▶ [Exercise brief]:
Write the records out once more. Leave each line exactly as given.

▶ [Records provided]:
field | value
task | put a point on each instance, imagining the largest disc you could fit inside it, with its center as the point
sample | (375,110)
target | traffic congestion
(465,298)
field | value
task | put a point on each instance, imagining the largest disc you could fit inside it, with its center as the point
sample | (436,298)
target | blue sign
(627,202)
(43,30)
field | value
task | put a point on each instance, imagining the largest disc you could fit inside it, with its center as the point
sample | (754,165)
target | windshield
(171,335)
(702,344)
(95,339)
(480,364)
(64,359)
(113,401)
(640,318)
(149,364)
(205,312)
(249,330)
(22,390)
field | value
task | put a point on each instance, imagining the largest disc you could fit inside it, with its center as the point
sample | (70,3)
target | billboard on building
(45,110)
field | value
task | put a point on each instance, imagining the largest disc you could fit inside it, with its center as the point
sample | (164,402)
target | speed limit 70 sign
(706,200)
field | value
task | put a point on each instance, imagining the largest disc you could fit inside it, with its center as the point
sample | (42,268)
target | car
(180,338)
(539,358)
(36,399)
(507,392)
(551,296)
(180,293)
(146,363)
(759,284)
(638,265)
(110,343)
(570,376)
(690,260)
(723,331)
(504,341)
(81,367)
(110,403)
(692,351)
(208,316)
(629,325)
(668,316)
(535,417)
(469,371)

▶ [Answer to this task]:
field | value
task | put a point on each instance, imagining the largest disc you could fit inside it, with its center as the point
sample | (375,110)
target | traffic congestion
(465,298)
field | value
task | put a point on each instance, imagining the largest disc you could fit inside it, with its center as the point
sample | (436,298)
target | blue sign
(627,202)
(43,30)
field | value
task | put a point on each instance, imagining the largest disc you could fit inside it, with its center as the point
sample | (754,165)
target | windshield
(171,335)
(702,344)
(95,339)
(480,364)
(64,359)
(113,401)
(640,318)
(149,364)
(205,312)
(249,330)
(22,390)
field | value
task | put a point on each instance, imagining the largest disc you could fit inside it, with its center as the point
sample | (70,3)
target | billboard on building
(45,110)
field | value
task | put a point on each instance, imagining the largest disc you could fit inside it, with its center as the point
sample | (164,402)
target | speed limit 70 sign
(706,200)
field | value
task | put a point on each instance, imagining the largest disc you could fit inside it, with its center as the point
sample | (42,268)
target | car
(180,338)
(539,358)
(36,399)
(507,392)
(551,296)
(180,293)
(146,363)
(759,284)
(638,265)
(110,343)
(570,376)
(690,260)
(723,331)
(504,341)
(81,367)
(110,403)
(692,351)
(208,316)
(629,325)
(668,316)
(535,417)
(469,371)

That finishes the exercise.